**Study text**
+++++

Bath remembrance service marks 80 years since Blitz
- Published
A new memorial stone has been unveiled in Bath to mark 80 years since the worst air raids in the city.
A remembrance service was held for the 417 people and young children who died in the raids.
Some 1,000 people were injured and thousands of buildings were also hit.
Bath City ambassador Chris Kilminster organised the service, which took place at Shaftesbury Road Gardens earlier. He said: "We paid our respects to all the victims who perished."
The service was attended by 88-year-old Terry Gay who survived the bombing.
"We were lucky to be alive," he said.
"We had moved away from the first part of the raid, to make sure my auntie was ok. When we came back the bomb had dropped, killing a lot of people.
"And they machine gunned us in the street. You could see the bullets bouncing off the road in front of you."
Mr Kilminster has been an ambassador for Bath since 2019 and cares for the memorials on behalf of the city.
To mark the anniversary, he had an old war memorial redesigned to bring it "up to the 21st Century".
The mayor, councillor June Player, also went to the service and laid a floral tribute.
The Sassparella all-female singers performed war-time songs, dressed in 1940s attire.
Speaking prior to the service, Mr Kilminster said: "All the children who died during the Blitz will have their names and ages read out during the service, some 63 to date, which includes the Good Friday raid in 1941, Twerton High Street, and the Dolemeads at Widcombe."
The city of Bath was bombed over two days during the Baedeker raids in the Second World War between 25 and 27 April, 1942.
Targets were chosen for their cultural and historical value, as opposed to their strategic or military value.
Mr Kilminster's mother Lilian received shrapnel wounds to her right leg that had to be amputated above the knee in a US field hospital near Shepton Mallet.
His uncle Leonard, great-grandmother Mary Derrick, 79, seven-year-old sister Mary, and his mother's first husband Walter died in the raid.
Mr Kilminster said "people were blown out of their air raid shelters," including his four-year-old sister Shirley who was blown some distance across the rubble but was amazingly unscathed.
Because her mother was seriously hurt and her father had died, she was classified as an orphan and taken to Combe Down children's home near Bath.
Mr Kilminster has dedicated much of his life to the study of World War II and has a collection of material, including a signed apology, external from a German bomber pilot, Willi Schludecker.
"I don't talk fiction, I talk fact. I've studied it for so long now," he added.
"Everybody should remember what happened.
"We're remembering Bath, Bristol, Exeter... all the places that suffered so badly."

+++++

**Work request A**
In the article about the Bath Blitz anniversary, where was the remembrance service held?
**Work request B**
Using the article about the Bath Blitz anniversary, explain why Mr Kilminster's sister Shirley was taken to Combe Down children's home.
**Work request C**
Rewrite the article's passage between "Bath City ambassador" and "survived the bombing.", inclusive, switching "service" to "ceremony".

+++++

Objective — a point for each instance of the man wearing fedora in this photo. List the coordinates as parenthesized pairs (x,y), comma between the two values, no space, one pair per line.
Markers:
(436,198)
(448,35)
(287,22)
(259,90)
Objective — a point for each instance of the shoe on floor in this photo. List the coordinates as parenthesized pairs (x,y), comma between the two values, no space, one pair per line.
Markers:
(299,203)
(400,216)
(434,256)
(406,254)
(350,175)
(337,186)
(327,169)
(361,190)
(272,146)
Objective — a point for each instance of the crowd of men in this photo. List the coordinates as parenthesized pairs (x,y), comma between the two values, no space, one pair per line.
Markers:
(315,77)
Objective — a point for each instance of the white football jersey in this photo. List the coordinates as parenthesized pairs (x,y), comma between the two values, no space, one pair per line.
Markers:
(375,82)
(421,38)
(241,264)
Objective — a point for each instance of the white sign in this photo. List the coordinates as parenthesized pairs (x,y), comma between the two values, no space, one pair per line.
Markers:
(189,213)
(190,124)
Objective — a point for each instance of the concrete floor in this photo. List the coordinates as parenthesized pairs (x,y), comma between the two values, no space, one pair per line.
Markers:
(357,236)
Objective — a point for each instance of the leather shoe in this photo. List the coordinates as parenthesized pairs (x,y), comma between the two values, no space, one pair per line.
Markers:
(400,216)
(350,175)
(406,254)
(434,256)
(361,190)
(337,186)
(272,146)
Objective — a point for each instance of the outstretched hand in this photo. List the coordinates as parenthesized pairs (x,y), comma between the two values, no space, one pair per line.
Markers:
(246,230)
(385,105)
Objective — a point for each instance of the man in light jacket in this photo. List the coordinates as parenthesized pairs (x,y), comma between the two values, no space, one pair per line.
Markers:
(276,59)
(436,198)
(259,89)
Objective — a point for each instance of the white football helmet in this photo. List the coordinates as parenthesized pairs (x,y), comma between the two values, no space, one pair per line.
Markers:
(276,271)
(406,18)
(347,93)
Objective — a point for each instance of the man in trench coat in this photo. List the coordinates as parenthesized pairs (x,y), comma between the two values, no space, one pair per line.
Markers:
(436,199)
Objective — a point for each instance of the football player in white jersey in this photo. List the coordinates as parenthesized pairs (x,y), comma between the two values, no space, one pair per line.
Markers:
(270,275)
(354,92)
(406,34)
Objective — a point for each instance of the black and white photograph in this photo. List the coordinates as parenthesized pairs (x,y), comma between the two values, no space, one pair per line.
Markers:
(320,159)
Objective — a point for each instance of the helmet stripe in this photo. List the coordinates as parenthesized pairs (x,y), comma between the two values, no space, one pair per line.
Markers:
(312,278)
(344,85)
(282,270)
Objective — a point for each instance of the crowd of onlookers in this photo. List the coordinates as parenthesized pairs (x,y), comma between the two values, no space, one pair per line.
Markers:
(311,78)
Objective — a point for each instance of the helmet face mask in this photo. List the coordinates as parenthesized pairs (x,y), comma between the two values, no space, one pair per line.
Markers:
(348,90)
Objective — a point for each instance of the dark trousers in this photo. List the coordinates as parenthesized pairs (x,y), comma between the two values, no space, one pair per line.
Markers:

+++++

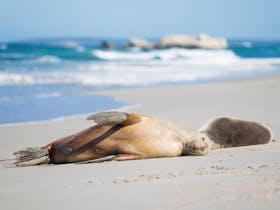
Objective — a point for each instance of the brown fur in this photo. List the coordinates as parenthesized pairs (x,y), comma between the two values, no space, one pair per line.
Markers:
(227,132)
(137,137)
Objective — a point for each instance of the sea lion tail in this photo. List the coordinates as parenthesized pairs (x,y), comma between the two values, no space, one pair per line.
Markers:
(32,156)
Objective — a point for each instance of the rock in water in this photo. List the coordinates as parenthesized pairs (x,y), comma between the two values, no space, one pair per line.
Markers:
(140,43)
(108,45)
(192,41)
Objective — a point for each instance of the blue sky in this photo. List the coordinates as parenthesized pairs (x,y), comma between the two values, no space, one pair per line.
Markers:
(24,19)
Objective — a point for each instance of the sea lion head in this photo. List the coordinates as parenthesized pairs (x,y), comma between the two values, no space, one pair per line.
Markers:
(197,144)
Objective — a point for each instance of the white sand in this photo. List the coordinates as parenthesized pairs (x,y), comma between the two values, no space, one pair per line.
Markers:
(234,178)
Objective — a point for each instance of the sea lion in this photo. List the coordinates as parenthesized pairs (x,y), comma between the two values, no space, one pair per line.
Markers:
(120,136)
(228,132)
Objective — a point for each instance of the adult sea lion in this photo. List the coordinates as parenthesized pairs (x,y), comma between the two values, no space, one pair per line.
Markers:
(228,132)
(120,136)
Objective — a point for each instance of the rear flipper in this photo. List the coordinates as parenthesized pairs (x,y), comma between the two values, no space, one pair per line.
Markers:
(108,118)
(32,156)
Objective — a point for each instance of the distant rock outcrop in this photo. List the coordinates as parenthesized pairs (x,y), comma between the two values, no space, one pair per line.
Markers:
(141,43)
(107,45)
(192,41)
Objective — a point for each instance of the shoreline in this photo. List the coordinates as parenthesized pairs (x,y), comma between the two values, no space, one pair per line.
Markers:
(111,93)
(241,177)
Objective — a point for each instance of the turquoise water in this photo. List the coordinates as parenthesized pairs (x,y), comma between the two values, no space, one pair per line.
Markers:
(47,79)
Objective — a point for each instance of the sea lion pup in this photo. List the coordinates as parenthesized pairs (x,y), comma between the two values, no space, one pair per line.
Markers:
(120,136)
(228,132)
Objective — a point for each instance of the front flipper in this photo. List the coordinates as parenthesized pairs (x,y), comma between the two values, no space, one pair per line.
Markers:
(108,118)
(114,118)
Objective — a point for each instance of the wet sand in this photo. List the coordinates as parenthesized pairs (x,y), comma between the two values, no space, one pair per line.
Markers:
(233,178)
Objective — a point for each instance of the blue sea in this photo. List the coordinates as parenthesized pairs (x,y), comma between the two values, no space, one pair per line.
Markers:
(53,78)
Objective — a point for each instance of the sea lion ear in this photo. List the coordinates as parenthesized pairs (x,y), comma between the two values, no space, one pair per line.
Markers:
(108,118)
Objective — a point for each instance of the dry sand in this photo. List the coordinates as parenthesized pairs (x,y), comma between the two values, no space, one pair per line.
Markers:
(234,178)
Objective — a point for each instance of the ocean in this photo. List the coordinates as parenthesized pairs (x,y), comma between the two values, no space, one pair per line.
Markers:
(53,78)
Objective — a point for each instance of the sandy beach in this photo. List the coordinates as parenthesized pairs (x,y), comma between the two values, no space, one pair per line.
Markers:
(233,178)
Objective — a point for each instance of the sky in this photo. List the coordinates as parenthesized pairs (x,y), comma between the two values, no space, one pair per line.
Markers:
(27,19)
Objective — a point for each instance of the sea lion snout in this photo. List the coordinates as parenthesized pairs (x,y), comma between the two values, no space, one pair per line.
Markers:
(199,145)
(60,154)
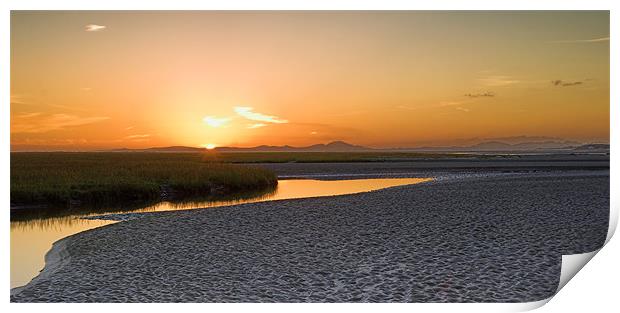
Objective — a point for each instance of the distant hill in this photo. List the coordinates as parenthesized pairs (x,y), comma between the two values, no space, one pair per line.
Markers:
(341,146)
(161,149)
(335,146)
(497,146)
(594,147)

+++++

**Output A**
Shaftesbury Road Gardens.

**Output B**
Her mother had been seriously hurt and her father had died in the raid, so she was classified as an orphan. She was then taken to Combe Down children's home near Bath.

**Output C**
Bath City ambassador Chris Kilminster organised the ceremony, which took place at Shaftesbury Road Gardens earlier. He said: "We paid our respects to all the victims who perished."
The ceremony was attended by 88-year-old Terry Gay who survived the bombing.